__Task prompt__. Everything from the line that contains "deck in the photo above." through the last line of the listing must be copied exactly, with both of those lines included and no others.
-- START --
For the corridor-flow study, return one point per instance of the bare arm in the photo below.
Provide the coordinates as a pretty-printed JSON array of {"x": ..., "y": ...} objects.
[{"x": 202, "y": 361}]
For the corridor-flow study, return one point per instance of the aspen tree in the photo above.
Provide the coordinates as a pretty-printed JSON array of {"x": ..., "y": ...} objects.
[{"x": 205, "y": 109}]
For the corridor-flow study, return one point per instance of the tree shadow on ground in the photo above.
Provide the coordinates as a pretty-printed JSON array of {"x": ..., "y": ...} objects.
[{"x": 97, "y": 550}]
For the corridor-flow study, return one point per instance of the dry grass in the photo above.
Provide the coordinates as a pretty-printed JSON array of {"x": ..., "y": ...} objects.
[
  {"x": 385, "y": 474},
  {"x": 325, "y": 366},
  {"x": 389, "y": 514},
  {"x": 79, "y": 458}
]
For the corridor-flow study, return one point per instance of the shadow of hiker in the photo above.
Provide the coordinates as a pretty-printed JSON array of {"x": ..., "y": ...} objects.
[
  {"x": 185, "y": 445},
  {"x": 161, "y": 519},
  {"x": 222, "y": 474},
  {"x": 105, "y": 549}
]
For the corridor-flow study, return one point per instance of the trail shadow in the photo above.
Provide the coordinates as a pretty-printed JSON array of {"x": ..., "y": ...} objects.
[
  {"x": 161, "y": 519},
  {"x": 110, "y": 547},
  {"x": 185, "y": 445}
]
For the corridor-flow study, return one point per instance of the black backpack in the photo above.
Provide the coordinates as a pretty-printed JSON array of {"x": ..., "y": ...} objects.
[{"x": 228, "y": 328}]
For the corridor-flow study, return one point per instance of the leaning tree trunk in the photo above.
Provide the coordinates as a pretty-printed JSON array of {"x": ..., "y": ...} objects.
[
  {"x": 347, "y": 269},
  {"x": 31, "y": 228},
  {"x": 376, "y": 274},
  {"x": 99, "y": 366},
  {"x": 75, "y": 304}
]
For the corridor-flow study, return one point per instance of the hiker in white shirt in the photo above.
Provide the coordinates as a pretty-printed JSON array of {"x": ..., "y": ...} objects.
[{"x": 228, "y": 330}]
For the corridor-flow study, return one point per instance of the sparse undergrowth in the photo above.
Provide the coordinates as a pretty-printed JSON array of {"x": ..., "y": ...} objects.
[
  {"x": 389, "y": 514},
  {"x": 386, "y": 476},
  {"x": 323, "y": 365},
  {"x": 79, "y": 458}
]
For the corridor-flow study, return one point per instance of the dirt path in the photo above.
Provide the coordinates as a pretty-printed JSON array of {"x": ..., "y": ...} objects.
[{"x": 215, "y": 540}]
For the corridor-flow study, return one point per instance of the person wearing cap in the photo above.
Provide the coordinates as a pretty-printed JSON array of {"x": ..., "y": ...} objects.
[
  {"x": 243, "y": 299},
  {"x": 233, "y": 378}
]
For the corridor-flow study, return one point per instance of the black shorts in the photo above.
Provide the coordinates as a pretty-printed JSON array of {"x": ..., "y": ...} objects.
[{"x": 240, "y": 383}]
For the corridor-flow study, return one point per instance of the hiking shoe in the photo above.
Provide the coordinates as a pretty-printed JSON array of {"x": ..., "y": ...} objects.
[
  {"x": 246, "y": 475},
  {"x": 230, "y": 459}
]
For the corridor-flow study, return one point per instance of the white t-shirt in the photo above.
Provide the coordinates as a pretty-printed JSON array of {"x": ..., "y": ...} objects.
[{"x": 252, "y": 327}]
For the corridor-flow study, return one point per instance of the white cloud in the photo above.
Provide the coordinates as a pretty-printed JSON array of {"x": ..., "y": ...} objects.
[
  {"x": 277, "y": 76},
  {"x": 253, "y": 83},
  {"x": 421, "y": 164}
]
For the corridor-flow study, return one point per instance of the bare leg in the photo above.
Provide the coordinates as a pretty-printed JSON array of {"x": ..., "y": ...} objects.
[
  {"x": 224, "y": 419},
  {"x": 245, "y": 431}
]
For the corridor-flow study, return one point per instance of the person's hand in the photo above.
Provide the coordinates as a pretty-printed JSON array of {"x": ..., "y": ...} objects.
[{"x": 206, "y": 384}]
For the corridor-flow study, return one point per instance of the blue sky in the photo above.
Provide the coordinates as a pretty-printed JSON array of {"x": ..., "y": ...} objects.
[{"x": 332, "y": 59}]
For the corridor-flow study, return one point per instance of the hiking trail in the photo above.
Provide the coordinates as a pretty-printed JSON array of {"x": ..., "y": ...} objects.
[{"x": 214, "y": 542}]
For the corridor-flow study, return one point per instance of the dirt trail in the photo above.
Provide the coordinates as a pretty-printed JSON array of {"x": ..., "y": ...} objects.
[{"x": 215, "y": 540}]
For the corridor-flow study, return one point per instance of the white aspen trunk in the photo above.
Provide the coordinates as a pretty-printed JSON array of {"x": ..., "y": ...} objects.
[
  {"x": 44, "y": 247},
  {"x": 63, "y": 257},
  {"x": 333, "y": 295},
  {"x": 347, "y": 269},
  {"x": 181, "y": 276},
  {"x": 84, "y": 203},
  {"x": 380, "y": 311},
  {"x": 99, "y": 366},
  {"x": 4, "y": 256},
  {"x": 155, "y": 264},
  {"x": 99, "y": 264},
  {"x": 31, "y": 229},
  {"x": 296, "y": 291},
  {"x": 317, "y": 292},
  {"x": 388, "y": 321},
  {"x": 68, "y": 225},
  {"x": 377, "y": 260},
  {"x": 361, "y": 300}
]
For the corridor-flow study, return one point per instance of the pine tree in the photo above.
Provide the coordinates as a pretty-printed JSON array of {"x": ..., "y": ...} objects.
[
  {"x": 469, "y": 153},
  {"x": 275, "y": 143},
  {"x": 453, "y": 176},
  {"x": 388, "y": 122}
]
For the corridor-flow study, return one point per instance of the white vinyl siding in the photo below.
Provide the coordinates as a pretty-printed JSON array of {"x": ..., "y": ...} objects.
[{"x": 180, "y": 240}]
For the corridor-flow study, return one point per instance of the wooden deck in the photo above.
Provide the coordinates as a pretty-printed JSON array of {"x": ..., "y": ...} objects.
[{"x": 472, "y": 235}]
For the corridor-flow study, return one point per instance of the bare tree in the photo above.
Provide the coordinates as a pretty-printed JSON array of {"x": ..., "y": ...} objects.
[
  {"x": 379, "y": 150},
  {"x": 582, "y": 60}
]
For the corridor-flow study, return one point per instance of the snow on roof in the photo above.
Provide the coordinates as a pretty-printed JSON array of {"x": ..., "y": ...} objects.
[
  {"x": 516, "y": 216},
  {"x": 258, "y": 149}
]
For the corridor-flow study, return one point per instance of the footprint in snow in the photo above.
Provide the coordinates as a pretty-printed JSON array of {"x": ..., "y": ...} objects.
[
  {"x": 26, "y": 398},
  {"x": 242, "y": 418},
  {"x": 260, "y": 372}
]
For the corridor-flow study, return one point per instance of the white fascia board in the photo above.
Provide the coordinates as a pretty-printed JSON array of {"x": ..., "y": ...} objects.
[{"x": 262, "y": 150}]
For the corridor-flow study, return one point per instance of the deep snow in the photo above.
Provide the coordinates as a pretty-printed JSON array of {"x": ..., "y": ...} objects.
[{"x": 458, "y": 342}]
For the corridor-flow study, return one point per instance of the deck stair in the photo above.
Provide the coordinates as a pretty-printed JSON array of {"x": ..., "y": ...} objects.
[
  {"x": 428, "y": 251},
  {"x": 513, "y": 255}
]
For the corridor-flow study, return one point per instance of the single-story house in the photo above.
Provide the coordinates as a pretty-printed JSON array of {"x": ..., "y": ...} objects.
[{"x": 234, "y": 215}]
-- END --
__The reply__.
For the corridor-flow study, return one point per instance of the wooden deck in the photo above.
Provide the coordinates as a pretty-printed JSON array of {"x": ..., "y": ...} objects.
[{"x": 472, "y": 235}]
For the corridor-flow study, return one point per instance of the bare tree in the photo above.
Provide the coordinates as a pretty-printed JSON array of {"x": ..., "y": ...} objects.
[
  {"x": 379, "y": 150},
  {"x": 582, "y": 60}
]
For the corridor-flow study, return one point per instance of the snow on roof in the photo above.
Provide the coordinates as a pretty-printed JSON array of {"x": ..., "y": ...} objects.
[
  {"x": 516, "y": 216},
  {"x": 258, "y": 149}
]
For the corridor-flow study, return one point per instance of the footprint in snow in the photo above.
Provide the coordinates as a pretty-printed JSON array of {"x": ..., "y": ...} objects.
[
  {"x": 26, "y": 398},
  {"x": 242, "y": 418},
  {"x": 260, "y": 372}
]
For the corridor-flow study, return one point per instance of the white fascia board in the photo above.
Provide the coordinates as a pretty-printed JSON array of {"x": ..., "y": ...} objects.
[{"x": 262, "y": 150}]
For the corridor-flow study, return one point per instance of the deep snow in the photo above.
Provide the coordinates as a pretty-printed JSON array of {"x": ..., "y": ...} objects.
[{"x": 458, "y": 342}]
For the corridor-flow study, return one point per instance of the deck stair in the photo above.
Provide the coordinates as a pretty-printed JSON array of {"x": ..., "y": ...} objects.
[
  {"x": 428, "y": 251},
  {"x": 513, "y": 255}
]
For the corridor-flow study, return one point per instance of the single-story house in the photo above.
Provide the coordinates as a pretty-printed JSON array of {"x": ..., "y": ...} objects.
[{"x": 234, "y": 215}]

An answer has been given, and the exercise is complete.